- Opening Delimiter -
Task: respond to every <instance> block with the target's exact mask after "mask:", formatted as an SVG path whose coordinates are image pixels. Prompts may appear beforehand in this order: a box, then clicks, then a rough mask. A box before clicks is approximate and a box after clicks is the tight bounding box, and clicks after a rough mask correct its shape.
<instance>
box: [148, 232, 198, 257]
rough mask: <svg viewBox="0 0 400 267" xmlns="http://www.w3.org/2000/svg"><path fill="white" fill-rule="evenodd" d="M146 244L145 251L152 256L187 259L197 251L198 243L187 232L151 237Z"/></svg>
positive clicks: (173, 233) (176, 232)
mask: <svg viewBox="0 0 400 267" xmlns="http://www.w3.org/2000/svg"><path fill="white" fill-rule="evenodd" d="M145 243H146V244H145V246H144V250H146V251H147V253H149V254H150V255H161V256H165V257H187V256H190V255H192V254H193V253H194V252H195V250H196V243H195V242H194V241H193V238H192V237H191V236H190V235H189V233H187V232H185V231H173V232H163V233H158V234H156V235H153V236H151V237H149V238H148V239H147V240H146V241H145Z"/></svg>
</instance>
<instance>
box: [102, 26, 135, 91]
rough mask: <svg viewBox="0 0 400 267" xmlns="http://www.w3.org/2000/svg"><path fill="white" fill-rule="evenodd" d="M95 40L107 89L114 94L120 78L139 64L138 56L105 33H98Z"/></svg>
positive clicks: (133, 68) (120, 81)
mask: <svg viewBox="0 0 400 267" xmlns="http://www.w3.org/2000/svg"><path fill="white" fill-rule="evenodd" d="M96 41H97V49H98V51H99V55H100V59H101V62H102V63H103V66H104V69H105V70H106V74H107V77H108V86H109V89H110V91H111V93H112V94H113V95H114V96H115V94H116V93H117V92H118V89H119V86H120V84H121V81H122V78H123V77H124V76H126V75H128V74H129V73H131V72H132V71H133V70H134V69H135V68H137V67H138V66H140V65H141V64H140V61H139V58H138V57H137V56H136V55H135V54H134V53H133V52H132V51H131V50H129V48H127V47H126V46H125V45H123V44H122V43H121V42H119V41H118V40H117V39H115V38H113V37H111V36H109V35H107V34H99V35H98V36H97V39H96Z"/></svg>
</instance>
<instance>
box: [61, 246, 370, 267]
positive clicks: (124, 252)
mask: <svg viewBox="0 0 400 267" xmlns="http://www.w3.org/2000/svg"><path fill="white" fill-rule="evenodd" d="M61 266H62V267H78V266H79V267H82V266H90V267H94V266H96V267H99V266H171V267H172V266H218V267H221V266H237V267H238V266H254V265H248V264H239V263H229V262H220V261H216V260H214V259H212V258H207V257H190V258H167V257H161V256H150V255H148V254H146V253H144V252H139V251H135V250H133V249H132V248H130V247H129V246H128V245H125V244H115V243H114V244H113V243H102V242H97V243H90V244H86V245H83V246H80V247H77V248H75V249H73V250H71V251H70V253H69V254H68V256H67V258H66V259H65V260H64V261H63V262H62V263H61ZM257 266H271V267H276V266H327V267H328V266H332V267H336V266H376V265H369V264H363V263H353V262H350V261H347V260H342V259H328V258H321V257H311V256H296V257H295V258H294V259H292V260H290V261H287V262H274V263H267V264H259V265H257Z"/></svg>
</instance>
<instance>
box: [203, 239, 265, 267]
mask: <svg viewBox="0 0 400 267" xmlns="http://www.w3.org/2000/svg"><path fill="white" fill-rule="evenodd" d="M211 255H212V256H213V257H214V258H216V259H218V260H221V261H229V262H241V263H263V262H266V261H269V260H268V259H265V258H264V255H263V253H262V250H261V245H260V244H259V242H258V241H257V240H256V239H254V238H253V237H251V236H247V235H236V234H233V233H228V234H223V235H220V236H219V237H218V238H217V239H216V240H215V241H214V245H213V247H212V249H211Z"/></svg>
- Closing Delimiter -
_Problem description_: Change every occurrence of "positive clicks" in these lines to "foreground clicks", leaving everything else unchanged, and give the lines again.

_Solution to the problem_:
Task: respond to every <instance> block with the target's exact mask after "mask:", formatted as an SVG path whose coordinates are image pixels. Prompts may appear beforehand in this order: a box, then clicks, then a rough mask. A box before clicks is approximate and a box after clicks is the tight bounding box, and clicks after a rough mask correct its shape.
<instance>
box: [148, 232, 198, 257]
rough mask: <svg viewBox="0 0 400 267" xmlns="http://www.w3.org/2000/svg"><path fill="white" fill-rule="evenodd" d="M146 244L145 251L152 256L187 259L197 251L198 243L187 232L151 237Z"/></svg>
foreground clicks: (173, 233) (176, 232)
mask: <svg viewBox="0 0 400 267" xmlns="http://www.w3.org/2000/svg"><path fill="white" fill-rule="evenodd" d="M145 243H146V244H145V246H144V250H146V251H147V253H149V254H150V255H161V256H165V257H187V256H190V255H192V254H193V253H194V252H195V250H196V243H195V242H194V241H193V238H192V237H191V236H190V235H189V233H187V232H185V231H173V232H163V233H158V234H156V235H153V236H151V237H149V238H148V239H147V240H146V241H145Z"/></svg>
</instance>
<instance>
box: [102, 26, 135, 91]
rough mask: <svg viewBox="0 0 400 267" xmlns="http://www.w3.org/2000/svg"><path fill="white" fill-rule="evenodd" d="M95 40L107 89L114 94L120 78L139 64L138 56L105 33H98Z"/></svg>
foreground clicks: (133, 68) (120, 81)
mask: <svg viewBox="0 0 400 267" xmlns="http://www.w3.org/2000/svg"><path fill="white" fill-rule="evenodd" d="M96 41H97V49H98V51H99V55H100V59H101V62H102V63H103V66H104V69H105V70H106V74H107V77H108V86H109V89H110V91H111V93H112V94H113V95H114V96H115V94H116V93H117V92H118V89H119V86H120V84H121V81H122V78H123V77H124V76H126V75H128V74H129V73H131V72H132V71H133V70H134V69H135V68H137V67H138V66H140V65H141V64H140V61H139V58H138V57H137V56H136V55H135V54H134V53H133V52H132V51H131V50H129V48H127V47H126V46H125V45H123V44H122V43H121V42H119V41H118V40H117V39H115V38H113V37H111V36H109V35H107V34H99V35H98V36H97V39H96Z"/></svg>
</instance>
<instance>
box: [61, 246, 370, 267]
foreground clicks: (124, 252)
mask: <svg viewBox="0 0 400 267" xmlns="http://www.w3.org/2000/svg"><path fill="white" fill-rule="evenodd" d="M61 266H62V267H78V266H79V267H82V266H90V267H94V266H96V267H99V266H171V267H172V266H218V267H221V266H237V267H238V266H254V265H248V264H239V263H229V262H220V261H216V260H214V259H212V258H207V257H190V258H167V257H161V256H150V255H148V254H146V253H144V252H139V251H135V250H133V249H132V248H130V247H129V246H128V245H125V244H115V243H114V244H113V243H102V242H97V243H90V244H86V245H83V246H80V247H77V248H75V249H73V250H71V251H70V253H69V254H68V256H67V258H66V259H65V260H64V261H63V262H62V263H61ZM257 266H271V267H276V266H327V267H328V266H332V267H336V266H376V265H369V264H363V263H353V262H350V261H347V260H342V259H328V258H321V257H311V256H296V257H295V258H294V259H292V260H290V261H287V262H274V263H267V264H259V265H257Z"/></svg>
</instance>
<instance>
box: [203, 239, 265, 267]
mask: <svg viewBox="0 0 400 267" xmlns="http://www.w3.org/2000/svg"><path fill="white" fill-rule="evenodd" d="M211 255H212V256H213V257H214V258H216V259H218V260H221V261H229V262H241V263H263V262H266V261H269V260H268V259H265V258H264V255H263V253H262V250H261V245H260V244H259V242H258V241H257V240H256V239H254V238H253V237H251V236H247V235H236V234H233V233H228V234H223V235H220V236H219V237H218V238H217V239H216V240H215V241H214V245H213V247H212V249H211Z"/></svg>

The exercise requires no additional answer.